- **EXERCISE BRIEF**: Print the lines below verbatim, starting at the line with "Can you see the woman's" and continuing up to and including the line with "x=322, y=35".

- **RECORDS SHOWN**:
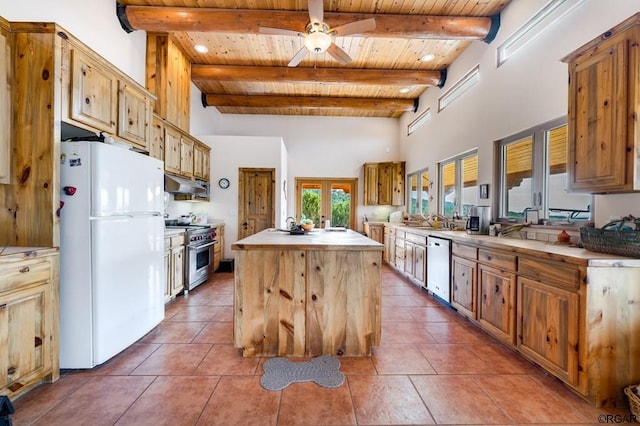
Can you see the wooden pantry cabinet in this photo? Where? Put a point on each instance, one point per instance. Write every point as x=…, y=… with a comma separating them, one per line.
x=29, y=291
x=604, y=104
x=384, y=183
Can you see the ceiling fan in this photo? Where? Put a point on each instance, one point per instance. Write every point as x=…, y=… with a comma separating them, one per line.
x=318, y=36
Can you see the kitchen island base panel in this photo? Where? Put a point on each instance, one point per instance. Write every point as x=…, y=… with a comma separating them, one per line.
x=307, y=302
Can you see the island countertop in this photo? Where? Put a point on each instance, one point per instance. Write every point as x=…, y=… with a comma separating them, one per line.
x=316, y=239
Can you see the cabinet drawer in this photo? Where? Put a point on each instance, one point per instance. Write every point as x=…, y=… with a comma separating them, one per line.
x=418, y=239
x=555, y=274
x=465, y=251
x=14, y=276
x=497, y=259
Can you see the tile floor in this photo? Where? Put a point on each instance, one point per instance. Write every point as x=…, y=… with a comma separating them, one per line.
x=433, y=367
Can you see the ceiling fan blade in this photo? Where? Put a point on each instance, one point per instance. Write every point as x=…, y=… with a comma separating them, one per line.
x=356, y=27
x=298, y=57
x=316, y=12
x=338, y=54
x=280, y=31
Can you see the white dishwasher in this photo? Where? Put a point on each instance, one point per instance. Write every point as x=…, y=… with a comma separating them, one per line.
x=439, y=267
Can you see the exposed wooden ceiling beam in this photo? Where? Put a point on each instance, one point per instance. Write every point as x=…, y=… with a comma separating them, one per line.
x=308, y=102
x=167, y=19
x=318, y=75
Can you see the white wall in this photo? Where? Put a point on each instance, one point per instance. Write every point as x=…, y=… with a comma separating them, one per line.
x=93, y=22
x=529, y=89
x=228, y=153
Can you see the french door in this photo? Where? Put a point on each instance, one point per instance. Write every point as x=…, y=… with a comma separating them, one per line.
x=331, y=199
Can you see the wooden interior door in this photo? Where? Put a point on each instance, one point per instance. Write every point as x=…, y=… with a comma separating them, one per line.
x=256, y=205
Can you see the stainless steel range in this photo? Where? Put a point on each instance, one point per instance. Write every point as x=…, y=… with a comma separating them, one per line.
x=200, y=240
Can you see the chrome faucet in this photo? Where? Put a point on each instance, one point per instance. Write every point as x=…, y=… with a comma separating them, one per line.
x=291, y=222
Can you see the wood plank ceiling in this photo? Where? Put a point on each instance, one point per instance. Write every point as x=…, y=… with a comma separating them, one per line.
x=245, y=72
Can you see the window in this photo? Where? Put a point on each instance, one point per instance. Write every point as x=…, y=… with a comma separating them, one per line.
x=533, y=176
x=458, y=179
x=418, y=191
x=322, y=199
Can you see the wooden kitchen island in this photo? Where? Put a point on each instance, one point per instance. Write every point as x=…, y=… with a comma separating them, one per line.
x=307, y=295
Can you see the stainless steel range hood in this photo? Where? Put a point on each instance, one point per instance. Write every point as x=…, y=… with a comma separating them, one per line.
x=178, y=185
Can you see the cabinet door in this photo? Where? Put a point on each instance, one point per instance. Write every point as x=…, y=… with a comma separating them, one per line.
x=371, y=184
x=156, y=139
x=598, y=158
x=172, y=138
x=496, y=308
x=134, y=115
x=94, y=93
x=5, y=111
x=177, y=271
x=24, y=325
x=419, y=263
x=465, y=286
x=186, y=157
x=548, y=327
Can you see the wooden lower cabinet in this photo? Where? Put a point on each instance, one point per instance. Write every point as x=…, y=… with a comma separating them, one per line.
x=464, y=286
x=497, y=302
x=547, y=327
x=28, y=323
x=174, y=266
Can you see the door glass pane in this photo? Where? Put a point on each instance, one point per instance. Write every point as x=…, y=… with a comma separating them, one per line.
x=340, y=204
x=517, y=177
x=562, y=205
x=424, y=192
x=311, y=202
x=413, y=194
x=448, y=185
x=470, y=190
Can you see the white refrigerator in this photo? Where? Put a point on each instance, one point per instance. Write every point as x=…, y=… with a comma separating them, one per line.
x=111, y=250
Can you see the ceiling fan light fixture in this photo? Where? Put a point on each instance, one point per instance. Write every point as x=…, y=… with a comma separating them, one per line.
x=317, y=42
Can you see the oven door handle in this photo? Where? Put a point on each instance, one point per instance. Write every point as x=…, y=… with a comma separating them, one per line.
x=202, y=246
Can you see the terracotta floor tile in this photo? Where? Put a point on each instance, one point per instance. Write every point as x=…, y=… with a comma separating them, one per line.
x=195, y=313
x=215, y=332
x=177, y=400
x=174, y=332
x=387, y=400
x=173, y=359
x=357, y=366
x=225, y=360
x=310, y=404
x=453, y=359
x=527, y=401
x=30, y=406
x=101, y=401
x=241, y=401
x=401, y=359
x=405, y=332
x=458, y=400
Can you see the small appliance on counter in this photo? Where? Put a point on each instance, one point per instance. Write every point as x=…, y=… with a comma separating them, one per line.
x=479, y=220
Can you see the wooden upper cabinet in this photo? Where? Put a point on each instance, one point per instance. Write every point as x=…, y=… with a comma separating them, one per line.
x=94, y=93
x=201, y=154
x=5, y=107
x=156, y=138
x=172, y=152
x=604, y=104
x=186, y=156
x=134, y=115
x=384, y=183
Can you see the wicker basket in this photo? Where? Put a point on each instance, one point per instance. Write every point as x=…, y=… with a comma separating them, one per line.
x=634, y=401
x=612, y=240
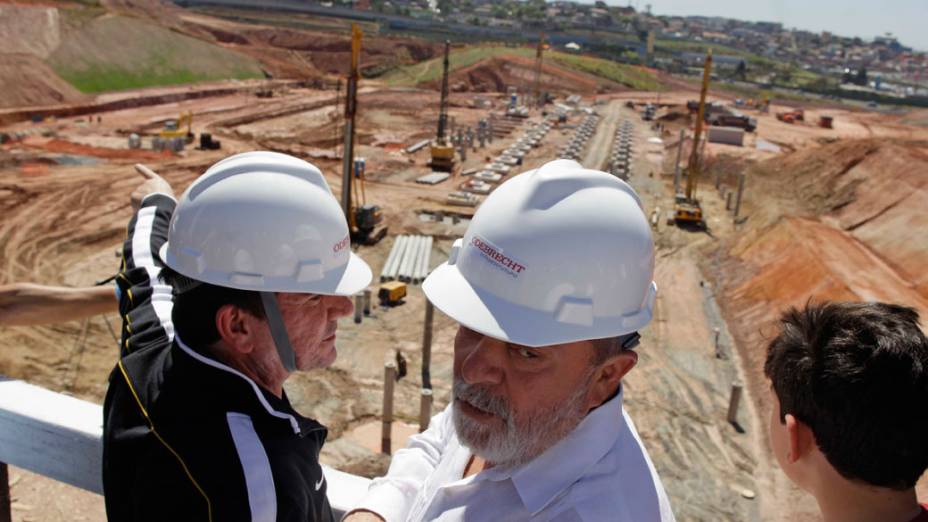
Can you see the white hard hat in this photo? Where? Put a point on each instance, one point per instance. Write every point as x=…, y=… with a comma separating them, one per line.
x=554, y=255
x=266, y=222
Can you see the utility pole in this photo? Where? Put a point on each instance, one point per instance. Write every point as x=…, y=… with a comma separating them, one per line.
x=538, y=57
x=676, y=165
x=692, y=168
x=350, y=110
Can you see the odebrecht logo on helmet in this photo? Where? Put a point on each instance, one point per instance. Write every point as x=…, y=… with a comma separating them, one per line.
x=497, y=258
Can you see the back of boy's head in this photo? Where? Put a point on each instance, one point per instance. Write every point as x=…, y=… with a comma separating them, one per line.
x=857, y=375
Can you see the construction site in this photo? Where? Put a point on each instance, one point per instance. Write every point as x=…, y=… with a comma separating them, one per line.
x=755, y=205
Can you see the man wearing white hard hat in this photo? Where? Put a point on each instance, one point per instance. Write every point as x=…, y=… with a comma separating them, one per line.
x=550, y=285
x=223, y=295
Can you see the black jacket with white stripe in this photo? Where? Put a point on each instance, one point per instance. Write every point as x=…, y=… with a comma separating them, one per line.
x=186, y=437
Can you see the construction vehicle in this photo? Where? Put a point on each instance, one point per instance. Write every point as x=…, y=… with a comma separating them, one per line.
x=792, y=116
x=364, y=220
x=687, y=211
x=732, y=119
x=179, y=128
x=442, y=152
x=391, y=293
x=649, y=111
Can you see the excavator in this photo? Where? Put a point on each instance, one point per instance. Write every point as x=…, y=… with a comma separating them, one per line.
x=442, y=152
x=687, y=211
x=364, y=220
x=179, y=128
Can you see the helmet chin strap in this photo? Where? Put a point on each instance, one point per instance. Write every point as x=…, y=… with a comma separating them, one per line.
x=278, y=330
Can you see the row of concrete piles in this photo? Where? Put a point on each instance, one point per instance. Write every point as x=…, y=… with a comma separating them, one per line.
x=409, y=259
x=582, y=135
x=622, y=150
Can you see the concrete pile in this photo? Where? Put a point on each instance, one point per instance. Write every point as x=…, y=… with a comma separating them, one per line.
x=577, y=143
x=495, y=171
x=408, y=260
x=622, y=149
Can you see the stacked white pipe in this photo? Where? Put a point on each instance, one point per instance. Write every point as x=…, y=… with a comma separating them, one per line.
x=409, y=259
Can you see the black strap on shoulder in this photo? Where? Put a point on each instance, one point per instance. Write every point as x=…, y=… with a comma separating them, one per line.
x=278, y=330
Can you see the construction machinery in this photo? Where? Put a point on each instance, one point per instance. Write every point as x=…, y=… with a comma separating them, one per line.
x=687, y=211
x=364, y=220
x=732, y=119
x=792, y=116
x=391, y=293
x=179, y=128
x=442, y=152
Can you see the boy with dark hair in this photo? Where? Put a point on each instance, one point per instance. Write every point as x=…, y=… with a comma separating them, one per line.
x=850, y=413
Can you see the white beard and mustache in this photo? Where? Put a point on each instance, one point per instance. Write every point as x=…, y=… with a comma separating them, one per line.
x=522, y=438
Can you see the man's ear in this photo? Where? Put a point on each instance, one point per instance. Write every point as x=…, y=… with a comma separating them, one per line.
x=235, y=329
x=801, y=439
x=608, y=376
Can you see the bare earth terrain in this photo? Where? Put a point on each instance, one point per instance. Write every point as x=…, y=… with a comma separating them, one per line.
x=833, y=214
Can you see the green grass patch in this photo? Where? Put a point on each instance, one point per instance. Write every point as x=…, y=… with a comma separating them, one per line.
x=113, y=53
x=628, y=75
x=431, y=70
x=96, y=79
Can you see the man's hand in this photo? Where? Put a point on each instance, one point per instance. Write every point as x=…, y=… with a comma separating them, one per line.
x=363, y=516
x=153, y=183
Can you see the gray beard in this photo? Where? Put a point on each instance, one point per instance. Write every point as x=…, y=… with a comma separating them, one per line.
x=523, y=438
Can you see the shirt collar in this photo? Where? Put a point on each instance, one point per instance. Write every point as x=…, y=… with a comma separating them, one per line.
x=275, y=407
x=540, y=480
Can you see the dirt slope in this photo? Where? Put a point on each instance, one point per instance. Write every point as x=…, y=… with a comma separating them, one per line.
x=30, y=34
x=25, y=81
x=875, y=190
x=115, y=52
x=497, y=73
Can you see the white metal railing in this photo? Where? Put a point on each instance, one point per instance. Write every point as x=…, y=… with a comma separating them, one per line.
x=61, y=437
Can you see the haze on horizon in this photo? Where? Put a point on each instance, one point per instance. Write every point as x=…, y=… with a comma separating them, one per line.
x=905, y=19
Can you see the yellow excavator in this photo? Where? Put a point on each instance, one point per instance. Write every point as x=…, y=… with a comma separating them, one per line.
x=686, y=210
x=364, y=220
x=442, y=150
x=179, y=128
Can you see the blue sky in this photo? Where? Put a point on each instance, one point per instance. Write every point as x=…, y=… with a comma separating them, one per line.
x=906, y=19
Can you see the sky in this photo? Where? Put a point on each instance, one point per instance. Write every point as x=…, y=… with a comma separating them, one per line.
x=906, y=19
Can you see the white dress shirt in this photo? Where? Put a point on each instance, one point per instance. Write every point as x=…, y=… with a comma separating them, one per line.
x=598, y=472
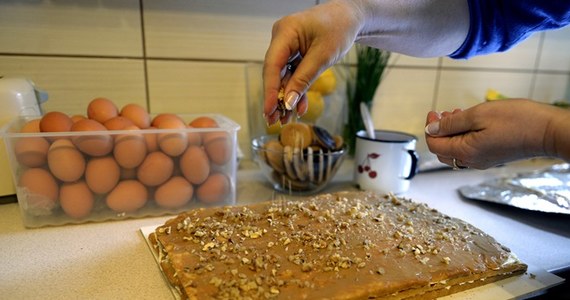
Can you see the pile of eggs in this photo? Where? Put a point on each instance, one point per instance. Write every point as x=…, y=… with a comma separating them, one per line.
x=121, y=160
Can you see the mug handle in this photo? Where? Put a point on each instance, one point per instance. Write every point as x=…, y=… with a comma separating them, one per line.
x=414, y=168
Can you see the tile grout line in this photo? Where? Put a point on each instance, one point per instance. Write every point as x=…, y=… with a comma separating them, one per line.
x=144, y=58
x=534, y=77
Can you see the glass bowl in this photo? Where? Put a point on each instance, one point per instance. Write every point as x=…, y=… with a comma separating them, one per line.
x=294, y=170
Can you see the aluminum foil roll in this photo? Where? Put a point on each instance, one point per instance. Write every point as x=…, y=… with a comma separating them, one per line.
x=546, y=190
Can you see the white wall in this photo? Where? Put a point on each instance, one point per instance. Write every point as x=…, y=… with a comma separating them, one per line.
x=189, y=56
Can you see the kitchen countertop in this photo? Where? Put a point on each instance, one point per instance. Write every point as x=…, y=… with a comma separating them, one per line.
x=111, y=259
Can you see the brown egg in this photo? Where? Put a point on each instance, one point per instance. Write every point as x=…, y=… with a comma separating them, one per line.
x=102, y=174
x=172, y=143
x=151, y=140
x=128, y=173
x=37, y=192
x=31, y=152
x=130, y=148
x=164, y=116
x=31, y=126
x=101, y=110
x=76, y=118
x=218, y=146
x=215, y=189
x=55, y=121
x=174, y=193
x=194, y=137
x=92, y=144
x=128, y=196
x=156, y=169
x=204, y=122
x=65, y=162
x=195, y=165
x=274, y=155
x=118, y=123
x=137, y=114
x=76, y=199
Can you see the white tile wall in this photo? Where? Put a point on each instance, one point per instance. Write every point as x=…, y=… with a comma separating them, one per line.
x=224, y=29
x=191, y=56
x=104, y=27
x=555, y=53
x=72, y=82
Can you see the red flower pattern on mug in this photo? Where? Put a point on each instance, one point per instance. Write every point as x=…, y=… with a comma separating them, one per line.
x=364, y=166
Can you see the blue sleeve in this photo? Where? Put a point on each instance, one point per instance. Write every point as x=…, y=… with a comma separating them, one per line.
x=497, y=25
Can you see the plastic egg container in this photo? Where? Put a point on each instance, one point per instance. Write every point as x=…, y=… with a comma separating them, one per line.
x=100, y=175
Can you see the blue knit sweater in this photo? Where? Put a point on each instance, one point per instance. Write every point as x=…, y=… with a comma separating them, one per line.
x=497, y=25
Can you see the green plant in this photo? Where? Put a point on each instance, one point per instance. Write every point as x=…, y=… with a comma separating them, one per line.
x=371, y=64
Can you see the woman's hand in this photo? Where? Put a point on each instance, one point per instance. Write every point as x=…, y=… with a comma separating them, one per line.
x=497, y=132
x=322, y=35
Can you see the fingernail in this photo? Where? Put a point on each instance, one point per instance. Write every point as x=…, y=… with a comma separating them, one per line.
x=432, y=128
x=291, y=100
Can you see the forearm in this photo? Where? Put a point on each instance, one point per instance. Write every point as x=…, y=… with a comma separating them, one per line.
x=423, y=28
x=557, y=142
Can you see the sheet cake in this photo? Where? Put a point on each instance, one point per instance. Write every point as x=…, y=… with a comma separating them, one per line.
x=346, y=245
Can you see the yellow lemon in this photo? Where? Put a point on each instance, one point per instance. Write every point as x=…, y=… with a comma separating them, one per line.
x=325, y=83
x=274, y=129
x=316, y=105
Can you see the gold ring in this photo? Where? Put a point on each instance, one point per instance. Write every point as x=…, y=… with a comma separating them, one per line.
x=456, y=166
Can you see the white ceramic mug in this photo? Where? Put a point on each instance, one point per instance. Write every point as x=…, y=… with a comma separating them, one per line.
x=387, y=163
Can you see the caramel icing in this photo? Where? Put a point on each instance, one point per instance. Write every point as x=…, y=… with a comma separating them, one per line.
x=347, y=245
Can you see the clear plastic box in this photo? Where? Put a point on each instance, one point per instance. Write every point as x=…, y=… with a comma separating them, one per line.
x=93, y=176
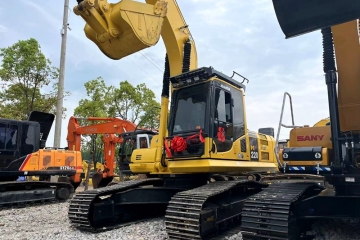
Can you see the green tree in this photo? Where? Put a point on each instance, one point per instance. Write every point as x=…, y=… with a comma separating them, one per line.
x=136, y=104
x=95, y=105
x=25, y=75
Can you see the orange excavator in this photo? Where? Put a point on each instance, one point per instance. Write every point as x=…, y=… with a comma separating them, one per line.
x=109, y=126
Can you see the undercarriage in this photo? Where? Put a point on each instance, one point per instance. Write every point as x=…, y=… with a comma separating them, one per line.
x=272, y=207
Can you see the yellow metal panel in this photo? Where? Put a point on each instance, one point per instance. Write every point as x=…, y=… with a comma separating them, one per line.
x=310, y=136
x=347, y=52
x=324, y=162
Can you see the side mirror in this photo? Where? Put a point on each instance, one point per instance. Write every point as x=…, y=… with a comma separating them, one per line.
x=267, y=131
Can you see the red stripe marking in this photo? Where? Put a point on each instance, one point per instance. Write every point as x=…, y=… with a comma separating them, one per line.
x=25, y=161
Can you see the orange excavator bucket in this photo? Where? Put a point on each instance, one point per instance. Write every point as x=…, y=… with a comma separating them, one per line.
x=298, y=17
x=122, y=28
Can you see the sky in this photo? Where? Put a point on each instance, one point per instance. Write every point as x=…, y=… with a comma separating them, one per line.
x=230, y=35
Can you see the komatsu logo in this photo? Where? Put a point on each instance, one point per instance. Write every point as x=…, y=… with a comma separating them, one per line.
x=310, y=138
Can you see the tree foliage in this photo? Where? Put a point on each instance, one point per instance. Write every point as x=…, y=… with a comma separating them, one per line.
x=134, y=103
x=24, y=73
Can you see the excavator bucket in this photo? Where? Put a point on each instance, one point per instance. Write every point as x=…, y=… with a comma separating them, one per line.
x=122, y=28
x=298, y=17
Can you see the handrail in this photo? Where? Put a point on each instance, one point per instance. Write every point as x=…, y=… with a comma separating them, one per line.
x=283, y=125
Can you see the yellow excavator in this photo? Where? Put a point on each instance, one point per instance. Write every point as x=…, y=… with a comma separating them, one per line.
x=206, y=138
x=207, y=173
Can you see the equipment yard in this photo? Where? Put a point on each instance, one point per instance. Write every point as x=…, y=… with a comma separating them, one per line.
x=190, y=166
x=50, y=221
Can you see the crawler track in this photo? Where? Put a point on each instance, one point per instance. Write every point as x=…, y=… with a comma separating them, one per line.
x=193, y=215
x=267, y=215
x=80, y=205
x=20, y=194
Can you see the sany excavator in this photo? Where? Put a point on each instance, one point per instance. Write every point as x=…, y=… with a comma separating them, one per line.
x=331, y=148
x=108, y=126
x=23, y=153
x=200, y=166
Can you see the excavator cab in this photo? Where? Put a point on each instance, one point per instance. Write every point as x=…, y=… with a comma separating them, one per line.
x=133, y=140
x=20, y=138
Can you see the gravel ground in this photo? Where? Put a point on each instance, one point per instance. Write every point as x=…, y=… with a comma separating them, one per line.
x=50, y=222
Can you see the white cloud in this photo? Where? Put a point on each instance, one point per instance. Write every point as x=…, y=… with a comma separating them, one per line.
x=3, y=29
x=241, y=36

- **FINISHED TASK**:
Can you see the woman's hand in this photo? Where? Put a point on each instance, one point per instance. Write every point as x=…, y=… with a comma separating them, one per line.
x=497, y=132
x=322, y=35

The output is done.